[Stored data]
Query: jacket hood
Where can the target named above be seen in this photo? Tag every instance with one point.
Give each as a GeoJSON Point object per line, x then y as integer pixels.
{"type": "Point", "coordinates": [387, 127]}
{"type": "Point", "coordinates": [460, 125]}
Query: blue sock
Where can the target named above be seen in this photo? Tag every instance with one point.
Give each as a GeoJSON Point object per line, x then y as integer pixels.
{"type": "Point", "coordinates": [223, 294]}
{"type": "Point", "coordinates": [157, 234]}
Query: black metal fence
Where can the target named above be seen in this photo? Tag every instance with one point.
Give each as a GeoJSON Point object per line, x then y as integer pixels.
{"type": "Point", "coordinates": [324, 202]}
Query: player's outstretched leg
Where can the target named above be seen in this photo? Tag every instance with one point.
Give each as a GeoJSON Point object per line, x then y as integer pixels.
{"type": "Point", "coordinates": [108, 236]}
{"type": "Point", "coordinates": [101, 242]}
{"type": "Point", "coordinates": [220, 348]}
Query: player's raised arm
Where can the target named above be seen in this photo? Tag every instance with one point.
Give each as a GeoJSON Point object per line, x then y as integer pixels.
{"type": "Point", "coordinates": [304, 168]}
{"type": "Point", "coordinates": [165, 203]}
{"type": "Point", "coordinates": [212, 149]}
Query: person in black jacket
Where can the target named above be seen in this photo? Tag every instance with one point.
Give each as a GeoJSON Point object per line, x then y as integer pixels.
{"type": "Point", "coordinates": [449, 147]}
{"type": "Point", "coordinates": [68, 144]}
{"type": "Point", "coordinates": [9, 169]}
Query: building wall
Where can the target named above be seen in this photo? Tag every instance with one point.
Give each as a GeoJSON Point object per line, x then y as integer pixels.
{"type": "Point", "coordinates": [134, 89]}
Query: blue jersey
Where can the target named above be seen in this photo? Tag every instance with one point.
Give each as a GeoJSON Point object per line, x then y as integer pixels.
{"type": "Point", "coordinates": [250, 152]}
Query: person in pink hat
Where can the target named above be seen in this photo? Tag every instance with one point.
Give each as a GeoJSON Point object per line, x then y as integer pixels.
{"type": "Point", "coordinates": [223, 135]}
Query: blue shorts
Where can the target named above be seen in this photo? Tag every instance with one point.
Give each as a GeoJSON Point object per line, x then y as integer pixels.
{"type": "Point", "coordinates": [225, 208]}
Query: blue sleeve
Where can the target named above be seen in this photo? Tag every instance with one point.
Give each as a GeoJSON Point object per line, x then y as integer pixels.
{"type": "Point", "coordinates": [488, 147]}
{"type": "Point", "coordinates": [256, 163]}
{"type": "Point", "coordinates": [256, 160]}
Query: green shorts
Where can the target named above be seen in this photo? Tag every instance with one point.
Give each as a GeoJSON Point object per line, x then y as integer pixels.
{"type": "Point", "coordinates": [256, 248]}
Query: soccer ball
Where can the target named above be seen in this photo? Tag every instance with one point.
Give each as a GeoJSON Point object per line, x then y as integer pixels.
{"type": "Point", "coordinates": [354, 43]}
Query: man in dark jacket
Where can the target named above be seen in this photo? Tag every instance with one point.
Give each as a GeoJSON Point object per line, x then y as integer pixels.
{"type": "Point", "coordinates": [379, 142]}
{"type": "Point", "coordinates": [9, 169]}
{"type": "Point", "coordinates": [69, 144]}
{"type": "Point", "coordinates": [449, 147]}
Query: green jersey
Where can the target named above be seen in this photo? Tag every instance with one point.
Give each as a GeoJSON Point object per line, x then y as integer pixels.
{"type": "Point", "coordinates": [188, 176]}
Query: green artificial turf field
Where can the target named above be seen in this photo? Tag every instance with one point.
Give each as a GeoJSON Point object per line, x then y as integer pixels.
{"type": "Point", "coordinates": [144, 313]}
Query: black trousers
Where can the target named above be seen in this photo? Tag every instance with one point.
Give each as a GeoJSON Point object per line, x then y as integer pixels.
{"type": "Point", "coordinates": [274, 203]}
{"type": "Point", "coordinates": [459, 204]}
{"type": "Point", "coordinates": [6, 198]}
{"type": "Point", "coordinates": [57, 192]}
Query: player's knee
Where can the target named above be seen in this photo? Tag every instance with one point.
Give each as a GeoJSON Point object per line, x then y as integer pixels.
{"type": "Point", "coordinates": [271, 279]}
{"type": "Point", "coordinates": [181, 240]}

Aim:
Recast the material above as a two-column CSV with the headers input and output, giving each piece of text and the answer that goes with it one row. Put every field in double quotes and turn line breaks into spaces.

Solution to the exercise:
input,output
"Query: jacket hood Where can the target named above be seen in this photo? Tag every instance with one point. Give each as a GeoJSON Point object per line, x then y as integer pixels.","{""type"": ""Point"", ""coordinates"": [387, 127]} {""type"": ""Point"", ""coordinates"": [460, 125]}"
"Query: blue sock Where can the target named above be seen in this photo? Tag every instance with one point. Give each as a GeoJSON Point object per line, x then y as integer pixels.","{""type"": ""Point"", ""coordinates"": [223, 294]} {""type"": ""Point"", ""coordinates"": [157, 234]}"
"Query: black metal fence Where can the target named above be seen in this photo? Tag every instance with one point. Give each as a GeoJSON Point object per line, x then y as integer pixels.","{""type"": ""Point"", ""coordinates"": [324, 202]}"
"Query: player's outstretched leg Where can the target named above be seen in this photo? Tag every instance with one point. Give each as a GeoJSON Point object per line, x then y as integer pixels.","{""type"": ""Point"", ""coordinates"": [108, 236]} {""type"": ""Point"", ""coordinates"": [101, 242]} {""type"": ""Point"", ""coordinates"": [220, 348]}"
"Query: player's raised arm Where can the target named above be seen in this photo? Tag every instance with one point. Give each as a GeoJSON Point object per line, x then y as integer pixels.","{""type"": ""Point"", ""coordinates"": [304, 168]} {""type"": ""Point"", ""coordinates"": [165, 203]} {""type"": ""Point"", ""coordinates"": [212, 149]}"
"Query: person in black jacket Where can the target named above be seen in this photo? Tag every instance with one point. Give each as a GeoJSON Point object per line, x then y as integer pixels.","{""type"": ""Point"", ""coordinates"": [449, 147]} {""type"": ""Point"", ""coordinates"": [68, 144]} {""type"": ""Point"", ""coordinates"": [9, 169]}"
"Query: building wall Where can the target named above be seen in this photo? Tag every instance with one point. Give each as a GeoJSON Point object per line, x then y as integer pixels.","{""type"": ""Point"", ""coordinates"": [134, 89]}"
"Query: blue jersey Where can the target named above be seen in this photo? Tag every instance with one point. Give each as a GeoJSON Point object per line, x then y as integer pixels.","{""type"": ""Point"", ""coordinates"": [250, 152]}"
"Query: person in pink hat Where can the target named above be seen in this photo? Tag every instance with one point. Give each as a GeoJSON Point object per line, x then y as integer pixels.","{""type"": ""Point"", ""coordinates"": [223, 135]}"
"Query: blue shorts Where can the target named above be seen in this photo? Tag every instance with one point. Give each as a GeoJSON Point object per line, x then y as integer pixels.","{""type"": ""Point"", ""coordinates"": [225, 208]}"
"Query: blue sleeve Where can the target named above be seen in this photo? Tag every instance with one point. Give each as a GeoJSON Point object per line, x then y as integer pixels.","{""type"": ""Point"", ""coordinates"": [488, 147]} {""type"": ""Point"", ""coordinates"": [256, 163]} {""type"": ""Point"", ""coordinates"": [256, 160]}"
"Query: green shorts Where can the target named above be seen in this photo? Tag every instance with one point. Give each as a GeoJSON Point object per line, x then y as integer pixels.","{""type"": ""Point"", ""coordinates"": [256, 248]}"
"Query: soccer ball Where can the target named above be seen in this photo? Tag every instance with one point. Give each as a GeoJSON Point object per line, x then y as integer pixels.","{""type"": ""Point"", ""coordinates"": [354, 43]}"
"Query: man in dark jacket Where can the target named above be seen in this photo? Tag every instance with one point. Give each as a GeoJSON Point object per line, x then y as integer pixels.","{""type"": ""Point"", ""coordinates"": [379, 142]} {""type"": ""Point"", ""coordinates"": [9, 169]} {""type"": ""Point"", ""coordinates"": [69, 144]} {""type"": ""Point"", ""coordinates"": [449, 147]}"
"Query: green jersey Where can the target named above be seen in this photo? Tag every instance with one point. Give each as a GeoJSON Point object per line, x then y as integer pixels.","{""type"": ""Point"", ""coordinates"": [188, 176]}"
"Query: green artificial turf field Where can the target named above be seen in this photo? Tag every instance with one point. Give each as a GeoJSON Point object per line, x then y as integer pixels.","{""type"": ""Point"", ""coordinates"": [144, 313]}"
"Query: black trousers Where can the target named above be seen in this photo? Tag every instance with one point. Give each as a GeoJSON Point object per line, x then y as integer pixels.","{""type"": ""Point"", ""coordinates"": [274, 203]} {""type"": ""Point"", ""coordinates"": [459, 204]} {""type"": ""Point"", ""coordinates"": [6, 198]} {""type"": ""Point"", ""coordinates"": [57, 192]}"
"Query: player's knee Where can the target named above be seen in this photo? Tag every instance with one point. Give each as a GeoJSON Point object per line, x then y as integer pixels.","{""type"": ""Point"", ""coordinates"": [271, 279]} {""type"": ""Point"", ""coordinates"": [181, 240]}"